Extrato da fonte

▼

Pedro Ventura
Membro
Offline
Sexo:
Mensagens: 148 Convidados: 0
|
|
« em: Agosto 09, 2008, 13:51:25 » |
|
(Pivot do telejornal da estação TVInfeliz)
- Boa noite! Abrimos este boletim informativo com uma notícia de última hora que chegou aqui à nossa redacção e que dá conta de quatro indivíduos encapuzados que se barricaram numa das maiores lojas de música da capital fazendo como reféns cerca de doze pessoas que se encontravam dentro da mesma. Neste momento, encaminha-se para o local um repórter que nos dará conta dos últimos acontecimentos. Sempre que se justificar, voltaremos a retomar esta notícia, que está a deixar a chusma de populares daquela movimentada rua, apreensivos.
(Passado quinze minutos, e depois da pivot ter pronunciado mais algumas desgraças do país e do mundo, mortos americanos no mercado do Bolhão, furacões nórdicos que se passeiam nas praias e discotecas algarvias, a visita do Sumo Pontífice aos Pastéis de Belém, a derrota do Freixeda Futebol Clube em casa, perante o seu público de duas dezenas de pessoas, uma das melhores casas da época, o habitual…)

▲

Instruções das tarefas
a) No extrato, quantos indivíduos encapuzados se barricaram na loja de música?
b) Por favor, ponha num CSV de duas colunas, chamadas texto e resposta, as entradas desde a linha com "[point] tailwheel (one" até ao fim das entradas, ambas incluídas. Faça uma linha por cada par de texto e resposta, com cada campo entre aspas e as quebras de linha trocadas por espaços.
O extrato e as entradas não têm qualquer relação entre si.

Entradas de um conjunto de dados
▼

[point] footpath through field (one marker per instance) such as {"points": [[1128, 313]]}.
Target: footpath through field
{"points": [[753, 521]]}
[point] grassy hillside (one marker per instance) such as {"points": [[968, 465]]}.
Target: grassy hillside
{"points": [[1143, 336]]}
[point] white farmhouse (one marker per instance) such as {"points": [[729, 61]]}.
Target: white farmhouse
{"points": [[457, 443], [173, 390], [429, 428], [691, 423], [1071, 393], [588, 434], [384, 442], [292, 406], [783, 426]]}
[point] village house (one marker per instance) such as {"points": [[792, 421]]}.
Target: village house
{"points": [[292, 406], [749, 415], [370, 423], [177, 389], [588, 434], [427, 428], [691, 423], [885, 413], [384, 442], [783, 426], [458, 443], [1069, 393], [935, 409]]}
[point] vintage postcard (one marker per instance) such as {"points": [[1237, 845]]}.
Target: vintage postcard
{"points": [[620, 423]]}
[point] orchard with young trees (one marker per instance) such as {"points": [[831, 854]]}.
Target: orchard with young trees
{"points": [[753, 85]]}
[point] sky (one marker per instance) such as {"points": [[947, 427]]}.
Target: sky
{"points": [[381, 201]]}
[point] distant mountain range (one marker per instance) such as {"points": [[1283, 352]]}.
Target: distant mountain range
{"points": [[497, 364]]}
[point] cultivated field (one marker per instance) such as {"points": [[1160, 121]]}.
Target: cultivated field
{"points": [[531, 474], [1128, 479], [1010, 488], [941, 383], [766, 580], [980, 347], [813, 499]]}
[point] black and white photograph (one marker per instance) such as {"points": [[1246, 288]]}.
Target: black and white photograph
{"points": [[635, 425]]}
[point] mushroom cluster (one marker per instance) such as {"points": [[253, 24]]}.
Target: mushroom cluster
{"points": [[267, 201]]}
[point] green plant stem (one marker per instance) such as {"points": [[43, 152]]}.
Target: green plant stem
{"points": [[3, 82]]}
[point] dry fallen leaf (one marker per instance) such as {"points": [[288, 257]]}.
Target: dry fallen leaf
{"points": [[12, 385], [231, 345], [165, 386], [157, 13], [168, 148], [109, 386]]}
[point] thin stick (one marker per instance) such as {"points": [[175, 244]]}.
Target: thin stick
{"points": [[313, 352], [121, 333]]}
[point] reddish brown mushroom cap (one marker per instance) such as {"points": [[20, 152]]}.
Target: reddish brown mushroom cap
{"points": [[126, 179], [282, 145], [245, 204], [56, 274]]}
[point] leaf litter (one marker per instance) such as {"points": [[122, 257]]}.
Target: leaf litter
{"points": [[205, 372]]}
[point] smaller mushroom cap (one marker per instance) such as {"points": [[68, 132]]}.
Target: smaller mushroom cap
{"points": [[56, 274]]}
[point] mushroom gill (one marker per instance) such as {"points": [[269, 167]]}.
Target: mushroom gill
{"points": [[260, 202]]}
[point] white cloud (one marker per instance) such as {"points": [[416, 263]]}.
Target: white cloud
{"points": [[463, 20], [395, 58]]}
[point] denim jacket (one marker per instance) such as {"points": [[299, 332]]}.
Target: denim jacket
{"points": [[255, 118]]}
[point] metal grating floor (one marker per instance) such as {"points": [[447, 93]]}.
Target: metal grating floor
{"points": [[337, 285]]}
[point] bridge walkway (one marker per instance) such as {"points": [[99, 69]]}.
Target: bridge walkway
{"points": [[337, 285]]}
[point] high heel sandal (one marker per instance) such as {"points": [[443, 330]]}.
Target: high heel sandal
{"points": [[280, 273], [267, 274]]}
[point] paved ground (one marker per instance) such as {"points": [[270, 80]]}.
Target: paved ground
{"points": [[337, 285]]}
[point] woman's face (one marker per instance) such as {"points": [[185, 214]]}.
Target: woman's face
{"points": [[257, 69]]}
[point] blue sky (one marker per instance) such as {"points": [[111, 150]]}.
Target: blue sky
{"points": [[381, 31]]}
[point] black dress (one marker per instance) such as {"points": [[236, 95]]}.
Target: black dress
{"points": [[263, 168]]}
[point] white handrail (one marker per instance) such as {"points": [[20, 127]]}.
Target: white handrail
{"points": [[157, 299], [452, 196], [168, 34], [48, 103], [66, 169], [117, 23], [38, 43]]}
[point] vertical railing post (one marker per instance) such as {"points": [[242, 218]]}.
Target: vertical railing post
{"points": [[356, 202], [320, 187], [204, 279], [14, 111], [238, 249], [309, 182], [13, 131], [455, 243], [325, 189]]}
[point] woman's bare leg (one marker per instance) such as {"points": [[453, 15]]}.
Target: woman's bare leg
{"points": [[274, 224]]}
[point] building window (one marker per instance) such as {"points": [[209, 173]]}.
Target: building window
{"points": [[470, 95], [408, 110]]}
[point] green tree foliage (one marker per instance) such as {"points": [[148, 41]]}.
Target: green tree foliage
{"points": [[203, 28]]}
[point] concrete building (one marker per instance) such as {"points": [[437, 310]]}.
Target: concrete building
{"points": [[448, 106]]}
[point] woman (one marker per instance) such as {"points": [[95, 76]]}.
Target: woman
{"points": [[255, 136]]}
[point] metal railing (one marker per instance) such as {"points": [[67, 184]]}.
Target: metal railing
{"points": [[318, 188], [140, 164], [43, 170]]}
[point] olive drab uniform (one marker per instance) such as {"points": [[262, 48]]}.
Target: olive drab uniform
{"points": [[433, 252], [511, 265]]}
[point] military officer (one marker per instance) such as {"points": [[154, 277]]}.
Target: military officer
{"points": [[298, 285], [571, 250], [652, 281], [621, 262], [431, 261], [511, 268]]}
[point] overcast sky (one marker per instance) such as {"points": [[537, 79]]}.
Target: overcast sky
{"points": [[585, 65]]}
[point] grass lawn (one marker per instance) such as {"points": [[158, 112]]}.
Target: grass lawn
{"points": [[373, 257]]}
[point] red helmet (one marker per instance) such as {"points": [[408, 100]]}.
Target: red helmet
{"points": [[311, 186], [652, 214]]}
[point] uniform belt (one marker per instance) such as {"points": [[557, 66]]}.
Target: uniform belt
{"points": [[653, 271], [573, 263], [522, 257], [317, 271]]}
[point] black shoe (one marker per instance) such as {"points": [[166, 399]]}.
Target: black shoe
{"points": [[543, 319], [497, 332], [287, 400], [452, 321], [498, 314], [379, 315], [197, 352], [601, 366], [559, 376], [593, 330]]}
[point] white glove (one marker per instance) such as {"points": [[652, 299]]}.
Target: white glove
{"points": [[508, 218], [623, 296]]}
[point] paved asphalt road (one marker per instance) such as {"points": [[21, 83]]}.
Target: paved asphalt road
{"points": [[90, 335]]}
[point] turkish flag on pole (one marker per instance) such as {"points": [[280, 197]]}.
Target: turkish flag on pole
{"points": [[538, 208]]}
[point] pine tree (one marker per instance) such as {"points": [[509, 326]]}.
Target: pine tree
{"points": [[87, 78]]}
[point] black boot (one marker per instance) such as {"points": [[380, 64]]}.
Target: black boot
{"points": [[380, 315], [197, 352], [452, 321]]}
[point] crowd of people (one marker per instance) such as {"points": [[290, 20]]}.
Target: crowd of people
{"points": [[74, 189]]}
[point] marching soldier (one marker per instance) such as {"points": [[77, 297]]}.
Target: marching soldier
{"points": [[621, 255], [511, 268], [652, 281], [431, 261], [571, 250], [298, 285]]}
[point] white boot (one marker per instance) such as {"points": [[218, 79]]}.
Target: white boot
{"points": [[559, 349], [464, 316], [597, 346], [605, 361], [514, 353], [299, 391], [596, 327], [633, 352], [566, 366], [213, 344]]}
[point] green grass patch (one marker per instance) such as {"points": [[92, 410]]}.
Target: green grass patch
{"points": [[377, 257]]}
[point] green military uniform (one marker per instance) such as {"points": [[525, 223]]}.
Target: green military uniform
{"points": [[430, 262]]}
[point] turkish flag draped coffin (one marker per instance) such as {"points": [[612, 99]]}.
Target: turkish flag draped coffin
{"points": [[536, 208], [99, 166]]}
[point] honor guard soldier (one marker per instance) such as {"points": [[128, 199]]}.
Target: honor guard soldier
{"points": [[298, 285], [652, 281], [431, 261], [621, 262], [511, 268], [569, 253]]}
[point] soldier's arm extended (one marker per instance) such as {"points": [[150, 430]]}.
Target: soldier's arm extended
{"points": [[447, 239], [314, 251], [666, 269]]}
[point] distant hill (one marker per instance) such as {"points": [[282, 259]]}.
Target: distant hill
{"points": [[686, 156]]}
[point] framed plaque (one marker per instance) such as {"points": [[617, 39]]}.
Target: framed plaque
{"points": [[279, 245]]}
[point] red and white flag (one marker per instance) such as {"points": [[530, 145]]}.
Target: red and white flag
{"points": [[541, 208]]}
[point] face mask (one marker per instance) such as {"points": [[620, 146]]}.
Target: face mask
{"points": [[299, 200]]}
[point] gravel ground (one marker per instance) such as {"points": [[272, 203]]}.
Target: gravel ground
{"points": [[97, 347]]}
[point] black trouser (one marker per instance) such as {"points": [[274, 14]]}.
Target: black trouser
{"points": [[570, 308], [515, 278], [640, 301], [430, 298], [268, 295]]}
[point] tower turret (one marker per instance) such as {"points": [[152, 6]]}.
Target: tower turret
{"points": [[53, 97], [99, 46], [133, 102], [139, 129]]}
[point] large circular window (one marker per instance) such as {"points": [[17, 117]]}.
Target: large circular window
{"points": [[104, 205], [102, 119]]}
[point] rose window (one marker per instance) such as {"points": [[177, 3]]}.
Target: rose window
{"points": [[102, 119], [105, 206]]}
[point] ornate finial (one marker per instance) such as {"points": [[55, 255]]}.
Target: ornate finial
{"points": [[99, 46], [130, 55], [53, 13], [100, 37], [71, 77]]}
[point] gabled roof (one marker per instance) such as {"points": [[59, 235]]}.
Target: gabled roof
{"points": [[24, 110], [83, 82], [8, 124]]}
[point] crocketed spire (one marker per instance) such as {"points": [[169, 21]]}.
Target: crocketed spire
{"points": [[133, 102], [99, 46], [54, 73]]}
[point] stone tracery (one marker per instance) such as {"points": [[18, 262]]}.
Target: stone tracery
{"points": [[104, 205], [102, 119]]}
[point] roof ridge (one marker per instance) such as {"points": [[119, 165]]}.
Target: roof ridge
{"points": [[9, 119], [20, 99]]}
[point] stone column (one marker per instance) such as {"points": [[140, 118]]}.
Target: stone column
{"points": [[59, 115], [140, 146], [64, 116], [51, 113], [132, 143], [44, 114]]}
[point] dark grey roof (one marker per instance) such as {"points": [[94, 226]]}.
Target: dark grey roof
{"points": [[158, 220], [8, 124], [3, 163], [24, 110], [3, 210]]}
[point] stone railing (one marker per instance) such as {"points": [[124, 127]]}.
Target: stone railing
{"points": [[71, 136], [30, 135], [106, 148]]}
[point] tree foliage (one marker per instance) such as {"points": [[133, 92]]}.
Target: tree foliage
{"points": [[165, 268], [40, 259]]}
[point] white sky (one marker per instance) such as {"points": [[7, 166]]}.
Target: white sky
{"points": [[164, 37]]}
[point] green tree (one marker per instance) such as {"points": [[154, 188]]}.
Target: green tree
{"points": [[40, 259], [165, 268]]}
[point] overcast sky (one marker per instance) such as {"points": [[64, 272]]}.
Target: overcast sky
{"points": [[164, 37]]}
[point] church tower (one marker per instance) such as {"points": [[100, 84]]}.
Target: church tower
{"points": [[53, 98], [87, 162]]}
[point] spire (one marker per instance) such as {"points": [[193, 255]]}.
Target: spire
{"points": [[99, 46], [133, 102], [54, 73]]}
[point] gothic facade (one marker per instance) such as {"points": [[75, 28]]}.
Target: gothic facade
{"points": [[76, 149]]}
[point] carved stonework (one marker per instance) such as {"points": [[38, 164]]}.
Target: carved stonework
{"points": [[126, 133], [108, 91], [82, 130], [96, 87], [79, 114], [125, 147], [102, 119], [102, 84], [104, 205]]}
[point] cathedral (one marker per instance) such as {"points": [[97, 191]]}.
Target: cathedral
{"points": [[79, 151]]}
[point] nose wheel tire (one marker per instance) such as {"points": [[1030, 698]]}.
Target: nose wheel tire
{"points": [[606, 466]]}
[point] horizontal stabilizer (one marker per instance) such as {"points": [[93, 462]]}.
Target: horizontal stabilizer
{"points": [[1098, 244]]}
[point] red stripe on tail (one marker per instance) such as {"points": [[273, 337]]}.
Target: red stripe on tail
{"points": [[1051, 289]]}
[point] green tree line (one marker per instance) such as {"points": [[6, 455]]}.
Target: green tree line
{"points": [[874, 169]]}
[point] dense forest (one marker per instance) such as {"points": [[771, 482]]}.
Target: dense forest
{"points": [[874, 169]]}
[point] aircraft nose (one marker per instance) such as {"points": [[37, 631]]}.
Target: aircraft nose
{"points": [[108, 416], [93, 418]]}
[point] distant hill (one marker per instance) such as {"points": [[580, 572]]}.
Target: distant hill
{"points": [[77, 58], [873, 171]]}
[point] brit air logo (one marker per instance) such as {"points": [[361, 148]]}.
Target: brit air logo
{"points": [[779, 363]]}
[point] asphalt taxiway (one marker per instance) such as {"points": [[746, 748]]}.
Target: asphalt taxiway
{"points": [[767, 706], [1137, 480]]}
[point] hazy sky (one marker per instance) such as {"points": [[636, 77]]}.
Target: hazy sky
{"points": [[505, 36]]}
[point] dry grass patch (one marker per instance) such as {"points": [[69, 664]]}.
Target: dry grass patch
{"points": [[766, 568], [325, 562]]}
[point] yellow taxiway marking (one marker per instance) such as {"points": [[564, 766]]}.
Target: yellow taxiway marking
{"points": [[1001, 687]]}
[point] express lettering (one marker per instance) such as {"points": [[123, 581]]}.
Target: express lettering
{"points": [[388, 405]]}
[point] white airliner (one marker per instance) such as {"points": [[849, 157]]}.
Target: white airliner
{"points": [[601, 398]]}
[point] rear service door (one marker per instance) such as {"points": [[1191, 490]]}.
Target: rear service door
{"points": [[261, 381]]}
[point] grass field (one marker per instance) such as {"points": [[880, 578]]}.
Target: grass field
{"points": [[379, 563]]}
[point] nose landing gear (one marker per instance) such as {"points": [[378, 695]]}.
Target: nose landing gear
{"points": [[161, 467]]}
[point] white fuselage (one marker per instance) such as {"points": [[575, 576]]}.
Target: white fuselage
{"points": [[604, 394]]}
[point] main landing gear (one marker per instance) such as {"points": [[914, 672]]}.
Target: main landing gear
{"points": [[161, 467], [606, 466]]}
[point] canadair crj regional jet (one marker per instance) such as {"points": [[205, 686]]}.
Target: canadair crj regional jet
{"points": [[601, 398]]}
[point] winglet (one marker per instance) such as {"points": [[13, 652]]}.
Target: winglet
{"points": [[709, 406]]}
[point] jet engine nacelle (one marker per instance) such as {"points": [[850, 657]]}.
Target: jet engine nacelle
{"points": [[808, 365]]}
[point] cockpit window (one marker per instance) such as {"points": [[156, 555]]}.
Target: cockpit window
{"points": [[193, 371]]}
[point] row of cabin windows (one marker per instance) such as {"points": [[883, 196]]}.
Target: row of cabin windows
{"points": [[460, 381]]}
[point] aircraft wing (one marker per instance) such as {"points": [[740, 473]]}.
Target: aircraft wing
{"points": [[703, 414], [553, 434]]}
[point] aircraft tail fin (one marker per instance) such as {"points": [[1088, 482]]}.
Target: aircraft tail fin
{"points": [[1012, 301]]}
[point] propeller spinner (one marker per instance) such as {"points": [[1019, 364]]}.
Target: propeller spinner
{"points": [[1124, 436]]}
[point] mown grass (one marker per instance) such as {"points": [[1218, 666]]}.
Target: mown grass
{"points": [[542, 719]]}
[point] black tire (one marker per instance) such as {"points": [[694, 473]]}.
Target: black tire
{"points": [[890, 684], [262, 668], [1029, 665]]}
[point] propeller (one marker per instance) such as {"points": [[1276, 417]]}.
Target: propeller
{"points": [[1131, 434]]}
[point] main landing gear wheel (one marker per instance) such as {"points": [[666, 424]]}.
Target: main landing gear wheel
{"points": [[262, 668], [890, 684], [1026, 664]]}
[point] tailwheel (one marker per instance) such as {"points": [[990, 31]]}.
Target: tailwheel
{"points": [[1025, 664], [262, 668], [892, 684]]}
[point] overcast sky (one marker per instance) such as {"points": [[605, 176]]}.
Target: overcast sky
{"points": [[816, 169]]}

▲

Em resposta
a) Quatro.

b)
texto,resposta
"[point] tailwheel (one marker per instance) such as {""points"": [[990, 31]]}. Target: tailwheel","{""points"": [[1025, 664], [262, 668], [892, 684]]}"
"[point] overcast sky (one marker per instance) such as {""points"": [[605, 176]]}. Target: overcast sky","{""points"": [[816, 169]]}"